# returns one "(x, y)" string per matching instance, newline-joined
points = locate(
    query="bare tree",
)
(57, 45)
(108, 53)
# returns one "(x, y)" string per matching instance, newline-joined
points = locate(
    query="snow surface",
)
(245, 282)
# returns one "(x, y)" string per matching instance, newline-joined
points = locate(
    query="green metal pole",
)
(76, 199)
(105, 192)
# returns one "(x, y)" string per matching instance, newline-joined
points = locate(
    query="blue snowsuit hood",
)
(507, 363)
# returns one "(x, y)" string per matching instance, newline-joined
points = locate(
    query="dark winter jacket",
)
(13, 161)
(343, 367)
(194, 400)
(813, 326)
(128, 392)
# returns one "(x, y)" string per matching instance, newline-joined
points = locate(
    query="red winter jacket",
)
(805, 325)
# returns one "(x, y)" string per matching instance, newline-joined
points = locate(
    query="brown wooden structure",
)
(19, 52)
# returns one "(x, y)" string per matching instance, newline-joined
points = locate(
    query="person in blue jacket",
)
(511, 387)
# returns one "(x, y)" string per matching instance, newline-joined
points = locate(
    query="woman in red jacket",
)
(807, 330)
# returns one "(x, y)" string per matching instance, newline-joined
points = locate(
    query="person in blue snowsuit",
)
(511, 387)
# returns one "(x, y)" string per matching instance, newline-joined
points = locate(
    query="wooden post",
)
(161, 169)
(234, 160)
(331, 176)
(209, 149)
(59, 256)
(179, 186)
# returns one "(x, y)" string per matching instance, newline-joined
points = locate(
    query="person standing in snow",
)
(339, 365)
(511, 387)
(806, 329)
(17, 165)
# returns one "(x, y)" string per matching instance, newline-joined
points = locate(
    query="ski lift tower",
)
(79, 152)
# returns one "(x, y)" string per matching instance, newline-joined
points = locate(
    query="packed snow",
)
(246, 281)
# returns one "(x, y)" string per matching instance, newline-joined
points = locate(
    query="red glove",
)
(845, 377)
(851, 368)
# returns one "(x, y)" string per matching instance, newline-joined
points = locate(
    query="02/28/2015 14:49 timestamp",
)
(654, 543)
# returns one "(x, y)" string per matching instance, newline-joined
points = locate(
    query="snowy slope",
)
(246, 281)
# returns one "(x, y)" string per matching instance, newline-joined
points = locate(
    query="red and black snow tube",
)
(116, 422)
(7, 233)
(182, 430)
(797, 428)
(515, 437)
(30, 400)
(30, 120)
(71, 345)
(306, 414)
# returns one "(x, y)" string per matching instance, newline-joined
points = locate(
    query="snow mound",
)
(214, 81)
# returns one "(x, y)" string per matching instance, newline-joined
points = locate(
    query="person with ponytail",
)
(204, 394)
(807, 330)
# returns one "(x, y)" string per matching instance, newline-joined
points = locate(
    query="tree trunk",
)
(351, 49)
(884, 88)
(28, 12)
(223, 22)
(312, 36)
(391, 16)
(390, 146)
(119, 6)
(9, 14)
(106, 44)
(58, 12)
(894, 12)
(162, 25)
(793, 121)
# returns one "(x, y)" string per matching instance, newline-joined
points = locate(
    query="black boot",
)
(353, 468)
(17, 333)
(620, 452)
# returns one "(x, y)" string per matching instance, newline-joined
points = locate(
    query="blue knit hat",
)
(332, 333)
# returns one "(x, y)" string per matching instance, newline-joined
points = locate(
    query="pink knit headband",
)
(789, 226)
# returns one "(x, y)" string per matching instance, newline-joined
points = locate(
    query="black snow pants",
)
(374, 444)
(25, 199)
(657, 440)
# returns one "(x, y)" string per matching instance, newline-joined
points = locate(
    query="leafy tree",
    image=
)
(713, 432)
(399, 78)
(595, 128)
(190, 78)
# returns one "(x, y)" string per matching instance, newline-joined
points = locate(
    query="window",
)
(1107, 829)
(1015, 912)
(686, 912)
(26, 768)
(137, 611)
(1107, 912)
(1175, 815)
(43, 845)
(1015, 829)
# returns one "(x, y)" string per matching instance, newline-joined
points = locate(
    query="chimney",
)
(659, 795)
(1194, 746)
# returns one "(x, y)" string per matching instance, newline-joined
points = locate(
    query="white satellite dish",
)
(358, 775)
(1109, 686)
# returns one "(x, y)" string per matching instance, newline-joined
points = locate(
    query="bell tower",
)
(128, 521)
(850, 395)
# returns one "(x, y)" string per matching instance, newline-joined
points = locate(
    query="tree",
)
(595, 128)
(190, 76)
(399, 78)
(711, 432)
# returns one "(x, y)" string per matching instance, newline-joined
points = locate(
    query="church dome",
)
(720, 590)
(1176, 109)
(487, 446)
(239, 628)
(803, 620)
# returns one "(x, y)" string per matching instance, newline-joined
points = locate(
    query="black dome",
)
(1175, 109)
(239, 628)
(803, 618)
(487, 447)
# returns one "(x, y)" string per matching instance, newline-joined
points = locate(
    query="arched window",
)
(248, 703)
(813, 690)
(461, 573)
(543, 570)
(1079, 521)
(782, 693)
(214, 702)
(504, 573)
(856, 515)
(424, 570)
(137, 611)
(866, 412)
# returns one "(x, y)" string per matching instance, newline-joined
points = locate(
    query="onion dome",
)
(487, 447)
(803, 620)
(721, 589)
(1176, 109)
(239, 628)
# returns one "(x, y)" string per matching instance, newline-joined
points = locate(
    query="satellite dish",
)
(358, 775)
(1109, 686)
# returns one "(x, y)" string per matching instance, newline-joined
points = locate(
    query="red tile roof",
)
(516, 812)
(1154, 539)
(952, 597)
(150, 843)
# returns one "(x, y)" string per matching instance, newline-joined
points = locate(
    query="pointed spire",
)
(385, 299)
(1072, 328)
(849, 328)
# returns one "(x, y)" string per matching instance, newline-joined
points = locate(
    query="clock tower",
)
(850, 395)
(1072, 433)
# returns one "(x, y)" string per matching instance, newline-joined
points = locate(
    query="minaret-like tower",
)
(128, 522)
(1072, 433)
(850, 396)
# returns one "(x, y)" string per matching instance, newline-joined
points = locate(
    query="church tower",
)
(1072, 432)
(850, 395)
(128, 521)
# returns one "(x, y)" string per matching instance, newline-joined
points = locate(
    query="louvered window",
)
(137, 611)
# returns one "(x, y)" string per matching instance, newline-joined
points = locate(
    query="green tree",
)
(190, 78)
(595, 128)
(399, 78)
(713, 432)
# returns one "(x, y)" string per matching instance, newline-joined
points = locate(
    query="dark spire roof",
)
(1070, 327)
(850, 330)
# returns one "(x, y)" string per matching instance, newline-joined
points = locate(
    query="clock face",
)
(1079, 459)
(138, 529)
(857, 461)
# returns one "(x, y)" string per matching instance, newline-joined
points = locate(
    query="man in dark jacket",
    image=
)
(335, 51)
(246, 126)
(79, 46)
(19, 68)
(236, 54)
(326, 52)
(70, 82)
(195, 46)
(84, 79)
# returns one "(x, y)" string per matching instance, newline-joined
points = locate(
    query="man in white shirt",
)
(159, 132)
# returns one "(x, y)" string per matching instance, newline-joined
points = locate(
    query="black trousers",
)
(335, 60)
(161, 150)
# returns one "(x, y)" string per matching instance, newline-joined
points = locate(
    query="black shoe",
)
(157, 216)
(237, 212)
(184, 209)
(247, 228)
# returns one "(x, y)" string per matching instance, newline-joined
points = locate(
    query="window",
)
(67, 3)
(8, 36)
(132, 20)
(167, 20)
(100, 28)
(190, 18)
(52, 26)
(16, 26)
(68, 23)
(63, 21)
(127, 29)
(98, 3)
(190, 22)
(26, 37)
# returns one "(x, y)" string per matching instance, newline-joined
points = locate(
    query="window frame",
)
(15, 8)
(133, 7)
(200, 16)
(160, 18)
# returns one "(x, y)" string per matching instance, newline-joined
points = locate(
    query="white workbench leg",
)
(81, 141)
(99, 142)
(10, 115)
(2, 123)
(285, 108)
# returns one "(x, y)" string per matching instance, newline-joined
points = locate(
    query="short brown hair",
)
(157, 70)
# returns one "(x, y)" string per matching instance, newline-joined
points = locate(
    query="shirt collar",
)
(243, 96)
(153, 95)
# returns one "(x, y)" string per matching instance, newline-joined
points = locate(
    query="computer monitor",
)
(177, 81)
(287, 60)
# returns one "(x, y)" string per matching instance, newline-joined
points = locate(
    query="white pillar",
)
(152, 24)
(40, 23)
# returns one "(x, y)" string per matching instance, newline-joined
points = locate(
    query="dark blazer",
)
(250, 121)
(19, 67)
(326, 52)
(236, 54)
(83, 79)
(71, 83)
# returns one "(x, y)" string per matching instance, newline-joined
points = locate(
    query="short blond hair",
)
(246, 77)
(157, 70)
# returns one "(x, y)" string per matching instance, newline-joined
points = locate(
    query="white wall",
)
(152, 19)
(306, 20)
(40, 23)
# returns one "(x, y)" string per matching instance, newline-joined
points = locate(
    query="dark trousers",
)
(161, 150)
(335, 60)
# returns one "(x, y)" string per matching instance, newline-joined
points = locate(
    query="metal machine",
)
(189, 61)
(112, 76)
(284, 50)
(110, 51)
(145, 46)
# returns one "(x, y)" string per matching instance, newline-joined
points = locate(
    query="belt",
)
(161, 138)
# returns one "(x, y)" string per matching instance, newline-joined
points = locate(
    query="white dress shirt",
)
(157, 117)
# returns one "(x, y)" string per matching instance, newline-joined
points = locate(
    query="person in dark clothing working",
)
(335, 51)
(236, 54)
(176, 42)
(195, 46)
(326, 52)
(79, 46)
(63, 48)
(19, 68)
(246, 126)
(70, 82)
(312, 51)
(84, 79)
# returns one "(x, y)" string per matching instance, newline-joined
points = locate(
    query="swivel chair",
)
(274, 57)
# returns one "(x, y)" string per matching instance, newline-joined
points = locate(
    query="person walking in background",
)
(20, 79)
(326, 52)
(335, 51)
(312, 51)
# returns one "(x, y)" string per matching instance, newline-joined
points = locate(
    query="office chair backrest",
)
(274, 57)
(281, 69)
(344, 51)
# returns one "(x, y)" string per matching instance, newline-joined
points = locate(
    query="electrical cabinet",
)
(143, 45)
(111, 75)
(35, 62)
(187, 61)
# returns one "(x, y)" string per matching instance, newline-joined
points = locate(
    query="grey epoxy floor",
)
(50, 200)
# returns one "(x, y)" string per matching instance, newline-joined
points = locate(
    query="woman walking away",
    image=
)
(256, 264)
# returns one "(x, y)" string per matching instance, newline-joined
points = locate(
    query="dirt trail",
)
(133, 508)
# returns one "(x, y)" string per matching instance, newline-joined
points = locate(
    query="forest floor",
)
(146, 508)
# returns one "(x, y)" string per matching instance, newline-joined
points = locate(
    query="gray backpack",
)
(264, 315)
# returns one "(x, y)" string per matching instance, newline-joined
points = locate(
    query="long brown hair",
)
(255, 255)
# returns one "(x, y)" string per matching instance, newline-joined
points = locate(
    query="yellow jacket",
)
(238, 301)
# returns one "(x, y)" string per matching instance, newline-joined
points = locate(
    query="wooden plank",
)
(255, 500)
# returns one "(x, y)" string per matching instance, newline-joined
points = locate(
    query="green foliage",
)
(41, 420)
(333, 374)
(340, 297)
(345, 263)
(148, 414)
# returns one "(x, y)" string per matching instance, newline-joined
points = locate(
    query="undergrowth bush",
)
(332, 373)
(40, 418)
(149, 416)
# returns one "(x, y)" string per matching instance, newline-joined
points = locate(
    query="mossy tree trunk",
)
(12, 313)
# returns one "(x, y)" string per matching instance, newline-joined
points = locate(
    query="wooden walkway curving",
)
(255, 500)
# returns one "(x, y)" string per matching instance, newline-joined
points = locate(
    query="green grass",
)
__________
• **EXERCISE DESCRIPTION**:
Locate every line in the items above that contains the word "walking" and copy each such line in full.

• **CORRECT RESPONSE**:
    query="person walking in background",
    query="woman walking away",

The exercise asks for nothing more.